Objetivo A: No trecho sobre a briga na estrada, o que o caminhoneiro vinha segurando quando desceu da boleia?

Trecho selecionado:

Fato é que essa história aconteceu, é real, por mais surreal que pareça eu estava lá e vi tudo, mesmo que tenha sido tão curta. Então, esse texto não se compromete a ser nada mais do que um simples relato. Penso eu que se o universo fez o favor de mexer seus pauzinhos e juntar tantas coisas improváveis num só lugar, é o dever de todos os observadores de relatarem o acontecido.

Era sábado de manhã, tinha sido um daqueles dias que a faculdade decide te liberar e você volta pra casa (pra cama, sendo mais exato) com um sentimento esquisito de raia alegria, que só quem estuda nesse horário fenômenal conhece.

Eu peguei o ônibus e sentei no único lugar vazio: bem do lado de um rapaz que era tão alto quanto era morbidamente gordo, vestindo uma camiseta apertadissima cor de areia. Eu coloquei os fones, e enquanto olhava pra fora, por metade da janela que o rapaz não tapava, eu tentava decidir se ele mais parecia uma montanha ou uma duna de areia de malha apertada.

Mesmo com música, eu ouvi o murmurinho se formando dentro do ônibus, e logo as velhinhas começaram a resmungar como se alguém tivesse mudado o canal da televisão bem quando o Silvio Santos ia sortear a última bola da telesena do mês.

Eu tive que ficar em pé no meu lugar pra ver do que se tratava, mas quando virei o corpo, e olhei pro lado de fora do ônibus, eu vi a situação mais pirotesca do ano.

A cena era a seguinte: parados no sentido oposto da estrada, no meio da BR, estava um caminhão e um carro. Deste último saiu correndo um homem, que para descrever ao pé da letra, era um desses caras com mais de trinta anos que ainda usa bermuda e boné.

Descendo da boléia, vindo correndo a toda velocidade atrás do rapaz de boné, vinha o caminhoneiro: um cara que não poderia ser descrito com outra palavra além de normal. Ele usava uma calça jeans azul e uma camisa branca, normais, era de altura média, normal, e vinha segurando um pedaço de pau de um metro e meio, normal?

Todo mundo já viu uma briga de de trânsito: volta e meia no centro da cidade um cara desce do carro, quebra o parabrisa do carro de trás com uma chave de roda e mais um motorista jamais usará a buzina atoa de novo.
O que a gente não vê todo dia é um caminhoneiro segurando um porrete com as duas mãos, com os braços pra cima da cabeça, posição de um verdadeiro espadachim, posta di falcone, me ensinou um filme medieval horroroso. Não preciso dizer a empolgação que eu comecei a assistir a situação.

O rapaz de boné correu até o acostamento da estrada, pegando quatro tijolos de uma pilha de material de construção, enquanto isso o caminhoneiro medieval ainda precisava correr toda a extensão do caminhão pra conseguir esmagar o crânio embonezado do motorista.

Um tijolo saiu voando, direto para a cabeça do caminhoneiro, atirado de uns seis metros, mas ainda com uma força e precisão que me sujerem toda uma habilidade do rapaz em jogar tijolos em outras pessoas. Antes de receber o balaço no nariz, num movimento absurdamente incrivel, o caminhoneiro baixo o pedaço de pau, defendendo o tijolo, que ricocheteou pra longe.

Dados fornecidos:
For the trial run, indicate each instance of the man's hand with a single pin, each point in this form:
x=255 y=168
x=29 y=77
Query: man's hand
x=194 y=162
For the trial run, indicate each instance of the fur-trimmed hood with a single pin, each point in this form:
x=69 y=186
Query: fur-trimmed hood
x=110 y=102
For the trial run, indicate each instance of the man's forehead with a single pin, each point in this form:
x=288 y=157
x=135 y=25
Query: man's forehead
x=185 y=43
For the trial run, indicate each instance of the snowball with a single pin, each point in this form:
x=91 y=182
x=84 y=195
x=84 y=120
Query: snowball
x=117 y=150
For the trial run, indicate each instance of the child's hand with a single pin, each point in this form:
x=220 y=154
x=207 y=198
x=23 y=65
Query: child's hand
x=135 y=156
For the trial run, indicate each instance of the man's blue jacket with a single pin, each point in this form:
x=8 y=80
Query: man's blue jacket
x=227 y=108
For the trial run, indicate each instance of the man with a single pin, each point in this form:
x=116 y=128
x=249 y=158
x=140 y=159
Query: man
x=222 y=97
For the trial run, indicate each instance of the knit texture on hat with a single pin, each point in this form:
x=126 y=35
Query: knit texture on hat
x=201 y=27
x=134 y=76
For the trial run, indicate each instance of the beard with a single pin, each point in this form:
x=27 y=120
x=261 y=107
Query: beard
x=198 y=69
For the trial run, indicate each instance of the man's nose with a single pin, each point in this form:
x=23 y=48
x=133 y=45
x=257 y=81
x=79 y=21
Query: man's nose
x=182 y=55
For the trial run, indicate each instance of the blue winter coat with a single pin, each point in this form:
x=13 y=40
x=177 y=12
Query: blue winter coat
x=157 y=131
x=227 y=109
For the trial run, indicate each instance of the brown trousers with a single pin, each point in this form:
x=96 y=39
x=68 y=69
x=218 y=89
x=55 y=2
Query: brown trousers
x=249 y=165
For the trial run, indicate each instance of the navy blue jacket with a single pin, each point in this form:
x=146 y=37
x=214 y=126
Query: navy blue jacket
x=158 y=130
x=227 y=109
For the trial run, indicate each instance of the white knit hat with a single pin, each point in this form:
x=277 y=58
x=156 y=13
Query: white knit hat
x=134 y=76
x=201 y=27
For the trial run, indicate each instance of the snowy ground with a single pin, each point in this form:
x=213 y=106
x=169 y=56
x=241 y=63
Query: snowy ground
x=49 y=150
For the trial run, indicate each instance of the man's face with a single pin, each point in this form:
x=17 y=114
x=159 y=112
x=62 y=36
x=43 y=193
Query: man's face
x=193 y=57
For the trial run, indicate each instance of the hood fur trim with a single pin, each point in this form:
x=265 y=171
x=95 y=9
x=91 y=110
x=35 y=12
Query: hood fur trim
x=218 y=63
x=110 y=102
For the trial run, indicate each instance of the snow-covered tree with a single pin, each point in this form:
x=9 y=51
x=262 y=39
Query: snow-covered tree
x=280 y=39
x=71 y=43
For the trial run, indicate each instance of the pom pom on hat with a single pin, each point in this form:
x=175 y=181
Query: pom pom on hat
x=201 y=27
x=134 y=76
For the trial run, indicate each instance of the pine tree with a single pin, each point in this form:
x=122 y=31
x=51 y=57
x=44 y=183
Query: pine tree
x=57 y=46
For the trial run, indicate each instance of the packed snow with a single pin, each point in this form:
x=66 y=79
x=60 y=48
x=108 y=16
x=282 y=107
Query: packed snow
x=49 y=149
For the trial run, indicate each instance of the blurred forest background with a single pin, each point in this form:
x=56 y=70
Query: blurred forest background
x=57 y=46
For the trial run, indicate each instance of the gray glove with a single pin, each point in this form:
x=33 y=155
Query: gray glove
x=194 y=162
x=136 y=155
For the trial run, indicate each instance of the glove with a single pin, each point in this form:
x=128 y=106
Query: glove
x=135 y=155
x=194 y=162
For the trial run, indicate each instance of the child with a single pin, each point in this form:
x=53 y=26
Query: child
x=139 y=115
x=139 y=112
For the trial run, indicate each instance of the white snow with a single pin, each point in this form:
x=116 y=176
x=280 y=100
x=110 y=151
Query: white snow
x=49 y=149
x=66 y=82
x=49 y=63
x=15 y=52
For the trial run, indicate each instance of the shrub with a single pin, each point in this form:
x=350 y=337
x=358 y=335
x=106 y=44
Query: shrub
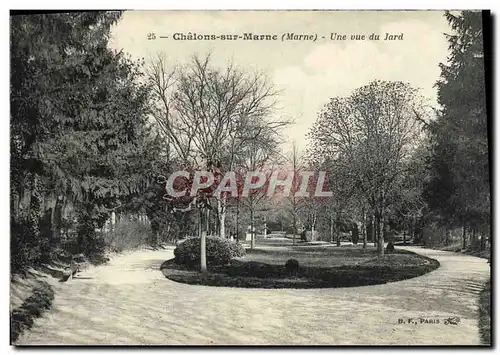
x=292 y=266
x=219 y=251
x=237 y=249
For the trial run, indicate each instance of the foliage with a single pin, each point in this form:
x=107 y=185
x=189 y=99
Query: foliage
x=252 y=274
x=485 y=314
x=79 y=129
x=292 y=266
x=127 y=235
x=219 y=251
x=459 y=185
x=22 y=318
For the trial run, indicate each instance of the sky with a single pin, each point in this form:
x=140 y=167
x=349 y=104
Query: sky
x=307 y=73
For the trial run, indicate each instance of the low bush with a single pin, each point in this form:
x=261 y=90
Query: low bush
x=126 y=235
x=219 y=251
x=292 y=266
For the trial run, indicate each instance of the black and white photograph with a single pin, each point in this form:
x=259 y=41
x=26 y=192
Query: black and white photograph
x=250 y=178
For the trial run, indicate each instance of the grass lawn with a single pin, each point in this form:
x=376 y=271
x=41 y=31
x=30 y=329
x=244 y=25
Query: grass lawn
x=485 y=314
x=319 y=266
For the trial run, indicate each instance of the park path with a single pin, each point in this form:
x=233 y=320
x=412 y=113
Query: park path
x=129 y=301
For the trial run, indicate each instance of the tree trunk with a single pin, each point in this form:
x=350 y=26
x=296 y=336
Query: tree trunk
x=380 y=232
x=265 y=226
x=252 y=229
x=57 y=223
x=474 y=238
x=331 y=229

==

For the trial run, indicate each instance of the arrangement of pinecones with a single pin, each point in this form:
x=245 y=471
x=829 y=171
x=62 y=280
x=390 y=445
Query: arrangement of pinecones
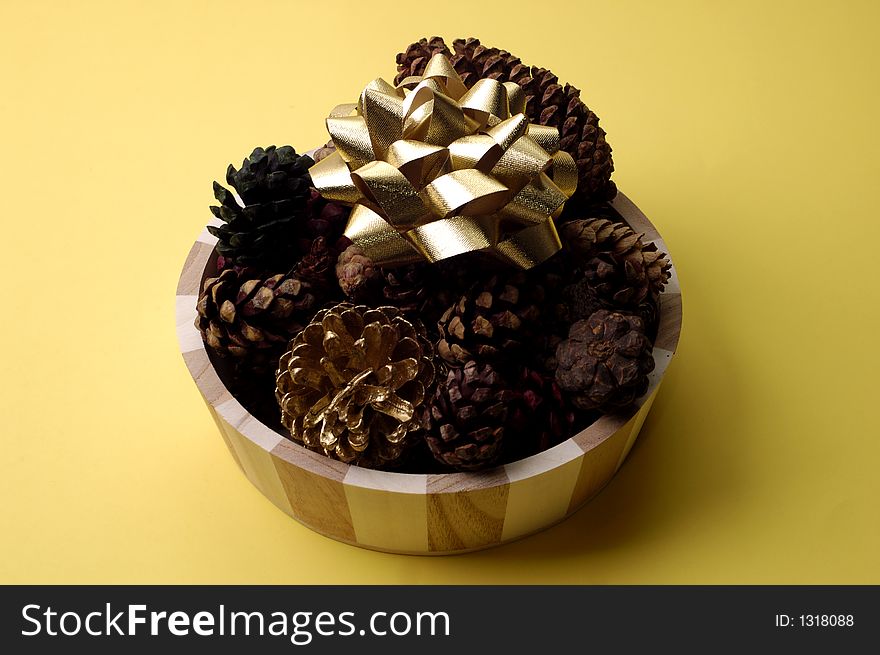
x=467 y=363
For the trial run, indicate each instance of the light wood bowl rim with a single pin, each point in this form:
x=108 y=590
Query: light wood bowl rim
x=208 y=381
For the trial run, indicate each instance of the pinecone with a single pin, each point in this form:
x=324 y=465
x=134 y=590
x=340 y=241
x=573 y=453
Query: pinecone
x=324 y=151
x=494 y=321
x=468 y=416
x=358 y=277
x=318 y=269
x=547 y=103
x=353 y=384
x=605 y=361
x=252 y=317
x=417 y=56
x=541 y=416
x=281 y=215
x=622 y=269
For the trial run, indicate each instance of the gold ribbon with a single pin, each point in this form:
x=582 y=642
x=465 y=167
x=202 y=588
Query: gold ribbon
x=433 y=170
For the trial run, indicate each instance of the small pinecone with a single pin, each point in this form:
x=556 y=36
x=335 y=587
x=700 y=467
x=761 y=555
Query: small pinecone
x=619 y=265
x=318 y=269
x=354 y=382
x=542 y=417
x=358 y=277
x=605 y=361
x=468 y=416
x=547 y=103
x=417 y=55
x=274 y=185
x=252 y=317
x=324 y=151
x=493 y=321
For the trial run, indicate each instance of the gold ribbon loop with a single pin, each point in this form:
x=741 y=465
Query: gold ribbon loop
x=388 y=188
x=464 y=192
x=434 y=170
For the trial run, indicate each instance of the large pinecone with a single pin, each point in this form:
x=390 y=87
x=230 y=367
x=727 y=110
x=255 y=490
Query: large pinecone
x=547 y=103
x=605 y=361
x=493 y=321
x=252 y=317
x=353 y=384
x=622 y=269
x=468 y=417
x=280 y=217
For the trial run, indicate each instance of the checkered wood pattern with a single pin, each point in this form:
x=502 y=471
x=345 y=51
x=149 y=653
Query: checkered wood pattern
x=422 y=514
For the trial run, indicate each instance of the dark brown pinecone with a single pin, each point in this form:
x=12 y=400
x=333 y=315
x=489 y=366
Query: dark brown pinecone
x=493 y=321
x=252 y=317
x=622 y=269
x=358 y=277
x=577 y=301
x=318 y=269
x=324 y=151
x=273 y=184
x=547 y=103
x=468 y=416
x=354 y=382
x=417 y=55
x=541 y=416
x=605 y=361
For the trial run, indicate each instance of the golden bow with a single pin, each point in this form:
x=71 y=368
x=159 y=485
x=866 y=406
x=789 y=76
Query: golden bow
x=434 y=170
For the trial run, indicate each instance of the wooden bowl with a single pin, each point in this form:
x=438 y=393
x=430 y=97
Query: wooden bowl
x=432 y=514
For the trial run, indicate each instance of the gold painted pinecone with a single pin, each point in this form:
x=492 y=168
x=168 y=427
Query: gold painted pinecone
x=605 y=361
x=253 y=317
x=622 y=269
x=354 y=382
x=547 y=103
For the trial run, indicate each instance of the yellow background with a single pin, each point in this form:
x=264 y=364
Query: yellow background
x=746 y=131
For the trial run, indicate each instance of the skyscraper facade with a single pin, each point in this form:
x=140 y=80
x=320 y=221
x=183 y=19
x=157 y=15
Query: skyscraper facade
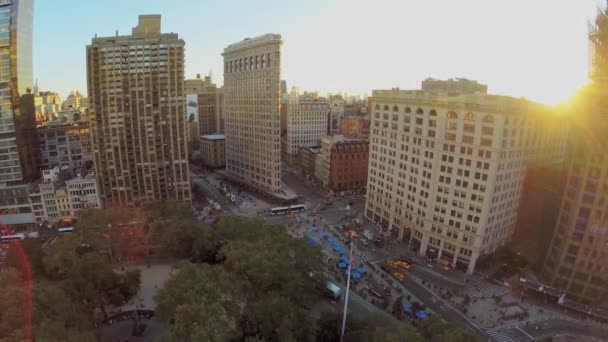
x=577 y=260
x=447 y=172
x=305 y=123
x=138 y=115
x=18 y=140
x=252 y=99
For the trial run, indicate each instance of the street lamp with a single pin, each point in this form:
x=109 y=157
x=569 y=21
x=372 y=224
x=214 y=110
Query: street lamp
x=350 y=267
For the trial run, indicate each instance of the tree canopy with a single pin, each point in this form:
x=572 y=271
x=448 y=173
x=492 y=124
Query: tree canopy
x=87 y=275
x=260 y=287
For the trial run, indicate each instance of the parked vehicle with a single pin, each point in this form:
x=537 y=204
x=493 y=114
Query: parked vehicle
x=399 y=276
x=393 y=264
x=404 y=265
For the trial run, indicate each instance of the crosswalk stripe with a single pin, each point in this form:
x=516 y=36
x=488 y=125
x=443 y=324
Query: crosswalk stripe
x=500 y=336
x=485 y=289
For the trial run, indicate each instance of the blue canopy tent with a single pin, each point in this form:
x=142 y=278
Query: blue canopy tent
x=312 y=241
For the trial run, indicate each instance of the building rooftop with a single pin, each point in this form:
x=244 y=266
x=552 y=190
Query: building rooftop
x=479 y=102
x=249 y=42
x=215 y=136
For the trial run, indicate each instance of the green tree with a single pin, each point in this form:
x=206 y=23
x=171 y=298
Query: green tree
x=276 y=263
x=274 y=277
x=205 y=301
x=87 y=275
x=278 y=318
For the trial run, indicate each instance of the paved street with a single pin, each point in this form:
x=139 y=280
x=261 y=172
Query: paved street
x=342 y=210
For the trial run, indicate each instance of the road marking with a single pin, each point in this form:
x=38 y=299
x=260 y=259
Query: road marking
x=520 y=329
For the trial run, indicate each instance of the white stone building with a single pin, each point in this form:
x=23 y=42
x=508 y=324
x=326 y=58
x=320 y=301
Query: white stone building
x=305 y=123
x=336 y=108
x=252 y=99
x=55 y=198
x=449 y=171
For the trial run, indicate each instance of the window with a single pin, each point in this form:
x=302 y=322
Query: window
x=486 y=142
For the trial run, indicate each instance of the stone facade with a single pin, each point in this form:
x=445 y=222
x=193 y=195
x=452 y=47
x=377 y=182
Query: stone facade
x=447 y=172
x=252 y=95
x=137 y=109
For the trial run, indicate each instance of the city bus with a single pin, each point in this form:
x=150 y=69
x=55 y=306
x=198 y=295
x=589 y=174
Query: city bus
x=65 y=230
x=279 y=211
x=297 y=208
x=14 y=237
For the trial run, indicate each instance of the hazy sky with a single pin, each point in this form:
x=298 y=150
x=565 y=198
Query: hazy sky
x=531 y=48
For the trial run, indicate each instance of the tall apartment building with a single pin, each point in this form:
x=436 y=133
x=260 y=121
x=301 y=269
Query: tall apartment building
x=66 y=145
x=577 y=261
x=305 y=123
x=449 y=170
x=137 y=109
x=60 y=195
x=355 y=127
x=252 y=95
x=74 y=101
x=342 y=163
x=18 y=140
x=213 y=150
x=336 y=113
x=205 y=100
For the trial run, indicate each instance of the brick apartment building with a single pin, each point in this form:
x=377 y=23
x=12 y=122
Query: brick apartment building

Objetivo B: Copie fielmente, dos registros, as linhas que vão da que contém "gold ribbon with" até a que contém "x=746 y=131", incluindo ambas.

Saída completa A: Um pedaço de pau de um metro e meio.

Saída completa B:
For the trial run, indicate each instance of the gold ribbon with a single pin, each point in this form:
x=582 y=642
x=465 y=167
x=202 y=588
Query: gold ribbon
x=433 y=170
For the trial run, indicate each instance of the small pinecone with a single pin, each point in this form:
x=556 y=36
x=335 y=587
x=700 y=467
x=761 y=555
Query: small pinecone
x=619 y=265
x=318 y=269
x=354 y=382
x=542 y=417
x=358 y=277
x=605 y=361
x=468 y=416
x=547 y=103
x=417 y=55
x=274 y=185
x=252 y=317
x=324 y=151
x=493 y=321
For the trial run, indicate each instance of the gold ribbon loop with a single pin, each point in this form:
x=741 y=465
Query: gold ribbon loop
x=388 y=188
x=464 y=192
x=434 y=170
For the trial run, indicate each instance of the large pinecone with a single pin, each point in this form:
x=390 y=87
x=230 y=367
x=727 y=110
x=255 y=490
Query: large pinecone
x=547 y=103
x=605 y=361
x=493 y=321
x=252 y=317
x=353 y=384
x=622 y=269
x=468 y=417
x=280 y=217
For the trial run, indicate each instance of the checkered wood pattern with a single pin, each point in this form:
x=502 y=471
x=345 y=51
x=149 y=653
Query: checkered wood pattern
x=422 y=514
For the trial run, indicate each instance of the dark brown pinecone with a single pin, each point in this form:
x=12 y=400
x=333 y=315
x=489 y=366
Query: dark brown pinecone
x=493 y=321
x=252 y=317
x=622 y=269
x=358 y=277
x=577 y=301
x=318 y=269
x=324 y=151
x=273 y=184
x=547 y=103
x=468 y=416
x=354 y=382
x=417 y=55
x=541 y=416
x=605 y=361
For the trial run, indicate each instance of the golden bow with a single pin, each point in this form:
x=71 y=368
x=159 y=485
x=866 y=406
x=789 y=76
Query: golden bow
x=434 y=170
For the trial run, indicate each instance of the wooden bowl with a single pin, each point in this form:
x=438 y=393
x=430 y=97
Query: wooden bowl
x=432 y=514
For the trial run, indicate each instance of the gold painted pinecone with a single pin, each point in this form:
x=492 y=168
x=168 y=427
Query: gold painted pinecone
x=605 y=361
x=253 y=317
x=622 y=269
x=354 y=382
x=547 y=103
For the trial run, indicate each instance of the yellow background with a single pin, each point in this form:
x=264 y=364
Query: yellow background
x=746 y=131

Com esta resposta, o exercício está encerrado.